##### Passage shown

Studio album by Solex
- Released: September 28, 2004
- Studio: Studio Aftrap, Amsterdam
- Genre: Indie rock
- Length: 37:57
- Label: Arena Rock Recording Company
- Producer: Solex

Solex chronology
| Low Kick and Hard Bop (2001) | The Laughing Stock of Indie Rock (2004) | In the Fishtank 13 (2005) |

= The Laughing Stock of Indie Rock =

The Laughing Stock of Indie Rock is the fourth studio album by Solex. It was released via Arena Rock Recording Company on September 28, 2004.

Professional ratings
Review scores
| Source | Rating |
| AllMusic |  |
| PopMatters | mixed |

==Reception==
Heather Phares of AllMusic gave the album 3.5 stars out of 5, calling it "[Solex's] most straightforward, accessible collection of songs yet." Zeth Lundy of PopMatters said, "Solex does not write orthodox songs or function as an acceptable DJ for your next house party." He added, "The Laughing Stock of Indie Rock falls somewhere in between the two, a mash-up of thick, freaky beats and horn-rimmed bedroom indie rock."

##########
##### Data

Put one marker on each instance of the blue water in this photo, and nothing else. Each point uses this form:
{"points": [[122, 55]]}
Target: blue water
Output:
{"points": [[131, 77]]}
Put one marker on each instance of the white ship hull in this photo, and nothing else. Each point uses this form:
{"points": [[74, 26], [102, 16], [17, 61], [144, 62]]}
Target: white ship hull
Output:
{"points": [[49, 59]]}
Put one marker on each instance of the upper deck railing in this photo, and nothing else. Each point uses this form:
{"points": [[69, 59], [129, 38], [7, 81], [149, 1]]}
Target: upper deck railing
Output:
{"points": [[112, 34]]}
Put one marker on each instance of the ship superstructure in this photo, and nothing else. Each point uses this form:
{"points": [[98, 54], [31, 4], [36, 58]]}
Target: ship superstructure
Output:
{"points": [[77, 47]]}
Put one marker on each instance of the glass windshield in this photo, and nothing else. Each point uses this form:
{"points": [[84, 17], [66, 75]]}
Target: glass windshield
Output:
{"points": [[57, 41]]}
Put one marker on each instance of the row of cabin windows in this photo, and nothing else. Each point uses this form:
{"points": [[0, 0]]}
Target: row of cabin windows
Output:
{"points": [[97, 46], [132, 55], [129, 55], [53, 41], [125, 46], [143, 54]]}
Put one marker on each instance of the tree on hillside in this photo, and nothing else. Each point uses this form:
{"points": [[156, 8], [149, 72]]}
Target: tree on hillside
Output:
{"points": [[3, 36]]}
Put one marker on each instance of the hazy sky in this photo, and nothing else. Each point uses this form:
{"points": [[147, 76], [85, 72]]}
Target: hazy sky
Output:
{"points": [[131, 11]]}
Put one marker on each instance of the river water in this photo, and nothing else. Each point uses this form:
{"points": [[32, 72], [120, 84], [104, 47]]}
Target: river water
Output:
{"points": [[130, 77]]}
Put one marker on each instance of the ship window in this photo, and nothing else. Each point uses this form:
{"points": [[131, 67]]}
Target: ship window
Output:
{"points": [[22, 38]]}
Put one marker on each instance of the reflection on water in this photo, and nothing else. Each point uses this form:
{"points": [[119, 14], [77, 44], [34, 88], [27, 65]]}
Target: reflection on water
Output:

##########

Parts of the exercise:
• A. Reproduce the part of the Solex album page starting at "Solex chronology" and ending at "September 28, 2004.".
• B. List every album title in the Solex chronology row of the Solex album page, with its year.

Exercise responses:
• A.
Solex chronology
| Low Kick and Hard Bop (2001) | The Laughing Stock of Indie Rock (2004) | In the Fishtank 13 (2005) |

= The Laughing Stock of Indie Rock =

The Laughing Stock of Indie Rock is the fourth studio album by Solex. It was released via Arena Rock Recording Company on September 28, 2004.

• B.
Low Kick and Hard Bop (2001)
The Laughing Stock of Indie Rock (2004)
In the Fishtank 13 (2005)